### INSTRUCTIONS TO FOLLOW:
Please repeat, without alteration, the line containing "Locate the grey" and every line that follows it to the end of the entries below, and only those lines.

Data extracted from a collection

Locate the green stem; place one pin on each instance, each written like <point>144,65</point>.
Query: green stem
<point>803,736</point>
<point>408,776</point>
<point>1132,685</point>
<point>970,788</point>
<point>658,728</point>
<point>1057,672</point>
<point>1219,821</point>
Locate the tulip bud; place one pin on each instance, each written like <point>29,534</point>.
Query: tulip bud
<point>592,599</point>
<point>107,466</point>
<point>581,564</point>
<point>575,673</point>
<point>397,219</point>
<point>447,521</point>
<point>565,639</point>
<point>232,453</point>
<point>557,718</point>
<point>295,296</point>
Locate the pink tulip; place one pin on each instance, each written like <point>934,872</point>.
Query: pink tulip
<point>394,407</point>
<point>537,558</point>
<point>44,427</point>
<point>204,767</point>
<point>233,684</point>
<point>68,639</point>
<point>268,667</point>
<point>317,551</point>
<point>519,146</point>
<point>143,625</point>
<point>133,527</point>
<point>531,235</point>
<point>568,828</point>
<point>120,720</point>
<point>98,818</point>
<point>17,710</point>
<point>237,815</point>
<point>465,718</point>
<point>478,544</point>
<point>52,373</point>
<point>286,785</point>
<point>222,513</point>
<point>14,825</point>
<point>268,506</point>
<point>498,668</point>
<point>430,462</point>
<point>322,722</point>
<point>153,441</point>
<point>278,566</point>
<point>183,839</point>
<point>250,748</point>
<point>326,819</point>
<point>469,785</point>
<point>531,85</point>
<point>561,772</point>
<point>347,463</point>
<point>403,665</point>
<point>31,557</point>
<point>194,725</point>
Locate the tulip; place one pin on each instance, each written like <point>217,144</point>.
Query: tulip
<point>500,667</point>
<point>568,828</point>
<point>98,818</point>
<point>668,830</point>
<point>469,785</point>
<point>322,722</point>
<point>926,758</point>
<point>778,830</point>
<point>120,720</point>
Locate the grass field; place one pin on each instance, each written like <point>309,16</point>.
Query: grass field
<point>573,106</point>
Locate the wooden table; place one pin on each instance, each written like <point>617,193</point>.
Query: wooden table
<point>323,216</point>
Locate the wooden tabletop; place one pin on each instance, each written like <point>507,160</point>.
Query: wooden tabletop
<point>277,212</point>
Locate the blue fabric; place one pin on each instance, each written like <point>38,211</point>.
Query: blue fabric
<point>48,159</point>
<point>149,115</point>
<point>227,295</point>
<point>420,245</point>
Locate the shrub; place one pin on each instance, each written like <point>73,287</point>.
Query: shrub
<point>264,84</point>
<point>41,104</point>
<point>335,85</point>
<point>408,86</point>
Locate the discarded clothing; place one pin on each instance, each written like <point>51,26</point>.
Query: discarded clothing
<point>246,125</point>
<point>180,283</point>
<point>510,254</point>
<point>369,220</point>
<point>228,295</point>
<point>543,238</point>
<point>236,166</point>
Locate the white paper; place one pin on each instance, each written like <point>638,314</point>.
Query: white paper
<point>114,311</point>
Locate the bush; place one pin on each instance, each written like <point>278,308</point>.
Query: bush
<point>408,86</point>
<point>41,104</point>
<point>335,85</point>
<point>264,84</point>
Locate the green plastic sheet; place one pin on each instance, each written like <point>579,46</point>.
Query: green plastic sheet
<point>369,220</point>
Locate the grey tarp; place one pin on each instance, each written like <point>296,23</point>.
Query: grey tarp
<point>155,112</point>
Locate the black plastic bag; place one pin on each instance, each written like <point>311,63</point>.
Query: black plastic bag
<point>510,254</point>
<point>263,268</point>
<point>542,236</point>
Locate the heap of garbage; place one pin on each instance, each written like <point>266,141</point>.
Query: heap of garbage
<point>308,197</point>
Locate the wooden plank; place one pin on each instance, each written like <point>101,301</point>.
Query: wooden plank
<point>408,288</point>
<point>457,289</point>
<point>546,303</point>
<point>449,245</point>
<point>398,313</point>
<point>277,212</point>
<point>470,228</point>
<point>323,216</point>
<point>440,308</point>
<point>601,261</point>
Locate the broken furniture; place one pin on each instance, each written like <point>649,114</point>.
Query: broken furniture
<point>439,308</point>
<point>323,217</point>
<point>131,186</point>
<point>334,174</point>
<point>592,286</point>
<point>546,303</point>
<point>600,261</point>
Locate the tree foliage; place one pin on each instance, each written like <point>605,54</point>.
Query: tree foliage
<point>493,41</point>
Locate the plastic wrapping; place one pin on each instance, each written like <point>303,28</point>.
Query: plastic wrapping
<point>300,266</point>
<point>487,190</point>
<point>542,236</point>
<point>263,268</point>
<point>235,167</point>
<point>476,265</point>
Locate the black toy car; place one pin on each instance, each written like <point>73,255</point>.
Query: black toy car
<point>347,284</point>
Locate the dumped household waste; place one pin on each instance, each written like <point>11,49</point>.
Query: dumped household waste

### SOLUTION FOR THIS EXERCISE:
Locate the grey tarp; place one pin on each instance, each written like <point>296,23</point>.
Query: grey tarp
<point>155,112</point>
Locate the black plastic bag; place one pin on each instance, each written like <point>311,63</point>.
Query: black plastic bag
<point>510,254</point>
<point>263,268</point>
<point>542,236</point>
Locate the heap of garbage; place one pin on each instance, each written like <point>266,141</point>.
Query: heap of garbage
<point>308,197</point>
Locate the wooden plank; place one pin on each instance, each written like <point>101,301</point>.
Query: wooden plank
<point>408,288</point>
<point>457,289</point>
<point>546,303</point>
<point>449,245</point>
<point>398,313</point>
<point>277,212</point>
<point>470,228</point>
<point>323,216</point>
<point>440,308</point>
<point>601,261</point>
Locate the broken furniture; place one pin on each instance, each written like <point>649,114</point>.
Query: broken furniture
<point>439,308</point>
<point>323,217</point>
<point>131,186</point>
<point>334,174</point>
<point>592,286</point>
<point>546,303</point>
<point>600,261</point>
Locate the tree foliage; place one pin on each instance, each written like <point>605,54</point>.
Query: tree foliage
<point>493,41</point>
Locate the plastic wrapping; place one pin on each instance, each written like <point>303,28</point>.
Query: plastic wrapping
<point>300,266</point>
<point>487,190</point>
<point>542,236</point>
<point>263,268</point>
<point>235,167</point>
<point>476,265</point>
Locate the black toy car; place one pin on each instance, each written like <point>73,255</point>.
Query: black toy car
<point>347,284</point>
Locate the dumped household waste; place one pin on each instance, each written like <point>11,49</point>.
Query: dumped household waste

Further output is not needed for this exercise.